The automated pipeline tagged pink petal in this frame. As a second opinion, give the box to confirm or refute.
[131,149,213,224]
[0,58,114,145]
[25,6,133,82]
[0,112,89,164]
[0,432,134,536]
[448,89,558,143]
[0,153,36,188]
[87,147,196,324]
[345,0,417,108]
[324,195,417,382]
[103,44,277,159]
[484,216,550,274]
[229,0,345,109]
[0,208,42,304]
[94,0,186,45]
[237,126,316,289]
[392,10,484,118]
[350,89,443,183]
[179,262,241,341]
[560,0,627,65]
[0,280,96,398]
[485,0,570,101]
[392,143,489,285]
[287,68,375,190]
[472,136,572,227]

____________

• CONSIGNE:
Recopiez à l'identique toutes les lignes du listing ci-dessus.

• RÉPONSE ATTENDUE:
The automated pipeline tagged pink petal in this frame. As a second opinion, give the box to confirm or refute.
[131,149,213,224]
[0,58,114,145]
[25,6,133,82]
[0,112,89,164]
[0,432,134,536]
[448,89,558,143]
[0,153,36,188]
[87,147,196,324]
[345,0,417,108]
[324,195,417,382]
[103,44,277,159]
[484,216,550,274]
[229,0,345,109]
[0,208,42,304]
[94,0,186,45]
[237,126,316,289]
[392,10,484,118]
[350,89,443,183]
[179,262,241,341]
[560,0,627,65]
[0,280,96,398]
[485,0,570,101]
[392,143,489,285]
[287,68,375,190]
[472,136,572,227]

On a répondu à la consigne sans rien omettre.